Previsoramente, por lo que pudiera pasar, el año anterior había renovado mi pasaporte y ahí comenzó a gestarse el drama, o el susto, o una más de tantas historias surrealistas en nuestro Macondo.
Lo usual en todo el mundo es que un pasaporte, una vez habilitado, sea válido por diez y hasta once años. En Cuba no. El nuestro servirá solo durante seis años, pero cada dos, hay que renovarlo. Pagas lo que pagas por hacerlo y luego, dos veces, cada veinticuatro meses, debes renovarlo, hasta que caduca. Es un proceso concebido para ordeñar los bolsillos de aquellos cubanos y cubanas “privilegiados”, que podemos permitirnos viajar, desde que suprimieron el vejatorio permiso de viaje, conocido popularmente como “carta blanca”.
Y bueno, en 2013 me dije que si soñaba con partir un día no muy lejano, debía actualizar mi pasaporte. Con ese fin me encaminé a la Dirección Municipal de Inmigración y Extranjería y al entregarle el documento, la funcionaria introdujo mis datos en su ordenador, para casi de inmediato fruncir el ceño. Se levantó, sin decirme nada y a los pocos minutos regresó con otras dos, que me solicitaron el Carné de Identidad. Una vez en sus manos, volvieron a salir del local.

## Entradas guardadas
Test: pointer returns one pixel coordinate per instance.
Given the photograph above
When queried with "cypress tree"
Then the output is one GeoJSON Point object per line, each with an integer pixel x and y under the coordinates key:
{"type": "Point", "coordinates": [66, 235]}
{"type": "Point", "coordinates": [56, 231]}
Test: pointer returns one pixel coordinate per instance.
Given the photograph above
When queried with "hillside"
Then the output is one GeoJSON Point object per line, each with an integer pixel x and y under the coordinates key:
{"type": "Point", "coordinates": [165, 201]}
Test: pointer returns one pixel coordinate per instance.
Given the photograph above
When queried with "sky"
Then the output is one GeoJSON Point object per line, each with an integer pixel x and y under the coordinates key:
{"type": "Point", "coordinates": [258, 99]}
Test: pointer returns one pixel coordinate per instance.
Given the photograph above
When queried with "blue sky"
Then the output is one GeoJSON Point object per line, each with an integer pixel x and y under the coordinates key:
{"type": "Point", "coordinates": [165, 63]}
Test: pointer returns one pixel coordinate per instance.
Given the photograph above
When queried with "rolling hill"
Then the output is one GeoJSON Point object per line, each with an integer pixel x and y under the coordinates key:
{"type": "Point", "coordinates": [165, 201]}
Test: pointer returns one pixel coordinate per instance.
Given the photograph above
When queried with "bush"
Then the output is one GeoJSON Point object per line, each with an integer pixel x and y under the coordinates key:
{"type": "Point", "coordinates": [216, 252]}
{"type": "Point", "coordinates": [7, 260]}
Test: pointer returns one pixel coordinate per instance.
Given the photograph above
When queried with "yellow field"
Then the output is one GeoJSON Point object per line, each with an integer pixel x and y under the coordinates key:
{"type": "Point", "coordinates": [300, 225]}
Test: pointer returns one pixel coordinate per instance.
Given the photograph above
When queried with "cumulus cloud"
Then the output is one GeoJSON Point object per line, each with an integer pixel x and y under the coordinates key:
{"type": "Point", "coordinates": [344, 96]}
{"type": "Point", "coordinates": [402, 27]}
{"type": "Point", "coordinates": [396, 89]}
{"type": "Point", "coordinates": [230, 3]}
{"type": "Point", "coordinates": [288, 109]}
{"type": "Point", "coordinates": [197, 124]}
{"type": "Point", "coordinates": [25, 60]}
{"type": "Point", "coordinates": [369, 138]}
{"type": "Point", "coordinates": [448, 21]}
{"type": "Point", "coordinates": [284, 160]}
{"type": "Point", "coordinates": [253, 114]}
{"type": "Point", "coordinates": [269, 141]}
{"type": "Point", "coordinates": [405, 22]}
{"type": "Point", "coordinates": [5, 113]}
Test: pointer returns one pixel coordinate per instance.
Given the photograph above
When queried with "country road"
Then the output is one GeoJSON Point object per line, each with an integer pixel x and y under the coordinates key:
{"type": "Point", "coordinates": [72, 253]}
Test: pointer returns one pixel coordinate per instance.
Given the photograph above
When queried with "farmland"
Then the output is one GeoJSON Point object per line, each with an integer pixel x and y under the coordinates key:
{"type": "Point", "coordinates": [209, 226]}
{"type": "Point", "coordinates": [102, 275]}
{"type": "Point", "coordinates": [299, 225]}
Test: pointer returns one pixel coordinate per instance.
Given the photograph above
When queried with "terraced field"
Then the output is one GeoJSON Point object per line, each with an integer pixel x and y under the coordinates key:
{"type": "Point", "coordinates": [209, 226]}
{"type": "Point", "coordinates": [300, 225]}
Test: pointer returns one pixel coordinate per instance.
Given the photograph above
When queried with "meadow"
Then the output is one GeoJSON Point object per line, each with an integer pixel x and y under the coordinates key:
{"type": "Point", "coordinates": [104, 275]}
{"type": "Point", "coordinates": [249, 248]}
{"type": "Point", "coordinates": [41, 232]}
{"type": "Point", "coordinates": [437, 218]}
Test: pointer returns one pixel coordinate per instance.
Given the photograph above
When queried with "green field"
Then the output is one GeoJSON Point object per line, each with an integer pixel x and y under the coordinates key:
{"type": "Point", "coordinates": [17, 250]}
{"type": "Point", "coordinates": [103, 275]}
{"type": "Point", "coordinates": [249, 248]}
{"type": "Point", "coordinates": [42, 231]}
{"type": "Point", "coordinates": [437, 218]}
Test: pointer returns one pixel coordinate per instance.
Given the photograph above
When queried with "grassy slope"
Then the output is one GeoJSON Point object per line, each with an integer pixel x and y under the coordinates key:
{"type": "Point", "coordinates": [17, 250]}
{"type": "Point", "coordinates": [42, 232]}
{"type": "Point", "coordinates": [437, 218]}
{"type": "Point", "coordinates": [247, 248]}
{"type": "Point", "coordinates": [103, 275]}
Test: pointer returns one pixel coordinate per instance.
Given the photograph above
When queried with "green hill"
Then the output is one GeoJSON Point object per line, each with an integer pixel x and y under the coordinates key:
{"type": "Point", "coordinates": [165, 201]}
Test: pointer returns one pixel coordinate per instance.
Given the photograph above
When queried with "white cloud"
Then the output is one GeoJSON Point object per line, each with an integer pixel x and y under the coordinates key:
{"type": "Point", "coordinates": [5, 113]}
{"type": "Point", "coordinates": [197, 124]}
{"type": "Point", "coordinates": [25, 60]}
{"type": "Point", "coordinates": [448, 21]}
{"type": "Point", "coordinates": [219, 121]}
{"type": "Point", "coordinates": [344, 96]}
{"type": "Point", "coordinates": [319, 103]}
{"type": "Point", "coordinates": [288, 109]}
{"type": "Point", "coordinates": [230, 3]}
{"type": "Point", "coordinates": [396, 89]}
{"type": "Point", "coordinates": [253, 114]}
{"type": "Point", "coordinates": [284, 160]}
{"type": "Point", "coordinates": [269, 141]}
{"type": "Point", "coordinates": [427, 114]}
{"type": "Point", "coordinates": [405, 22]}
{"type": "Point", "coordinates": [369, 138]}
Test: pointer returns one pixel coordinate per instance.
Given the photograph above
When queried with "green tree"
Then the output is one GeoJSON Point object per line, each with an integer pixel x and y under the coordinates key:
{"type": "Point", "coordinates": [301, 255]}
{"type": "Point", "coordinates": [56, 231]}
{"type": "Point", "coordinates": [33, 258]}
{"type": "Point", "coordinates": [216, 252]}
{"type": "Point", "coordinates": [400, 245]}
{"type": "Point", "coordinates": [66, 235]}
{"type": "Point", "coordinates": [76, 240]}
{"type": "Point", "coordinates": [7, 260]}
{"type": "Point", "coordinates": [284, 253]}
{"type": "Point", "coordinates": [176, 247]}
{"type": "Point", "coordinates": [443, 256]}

## Instrucciones
(1) Según el texto sobre el pasaporte cubano, ¿con qué fin está concebido el proceso de renovarlo cada dos años? Responde en una a tres oraciones.
(2) Escribe la continuación del texto sobre el pasaporte cubano a partir del punto en que termina.
Los registros son un material independiente del texto.

## Respuestas por tarea
(1) Está concebido para ordeñar los bolsillos de los cubanos y cubanas "privilegiados" que pueden permitirse viajar. Pueden hacerlo desde que se suprimió el permiso de viaje conocido popularmente como "carta blanca".

(2)
Desde inicios de año el Ministerio del Interior había comenzado un proceso de digitalización del sistema de archivos de todos los documentos de identificación de la ciudadanía, tanto el común Carné de Identidad como las licencias de conducción y los pasaportes. Para lograrlo, organizó breves cursos de capacitación a todos sus empleados, que con mayor o menor pericia afrontaron la gigantesca tarea. Como consecuencia, “diluviaron” los errores.
Y allí estaba yo, sentado a la espera de que me devolvieran mis documentos, incluyendo el pasaporte renovado. Pero no, en Macondo nada es tan sencillo. Por equivocación de alguien, mi número de identidad, el mismo desde que cumplí los dieciséis años, había sido entregado a otro cubano nacido el mismo día, mes y año que yo. Y como hay un número único para cada ciudadano, había que rectificar aquello. Esperaron pacientemente hasta que uno de los dos que compartíamos aquella secuencia de dígitos apareciera por alguna de sus oficinas, para cambiarle el número de identidad. ¡Y el primer cretino que apareció, fui yo! Me lo explicaron y me orientaron ir en busca de nueva foto, un sello de cinco pesos en moneda nacional -ya se sabe que en Cuba circulan esa, el CUP y la otra, la divisa criolla, el CUC- y regresar para hacerme mi nuevo carné. Eso sí, no tendría que volver a hacer la cola, sino que pasaría directamente a ser atendido.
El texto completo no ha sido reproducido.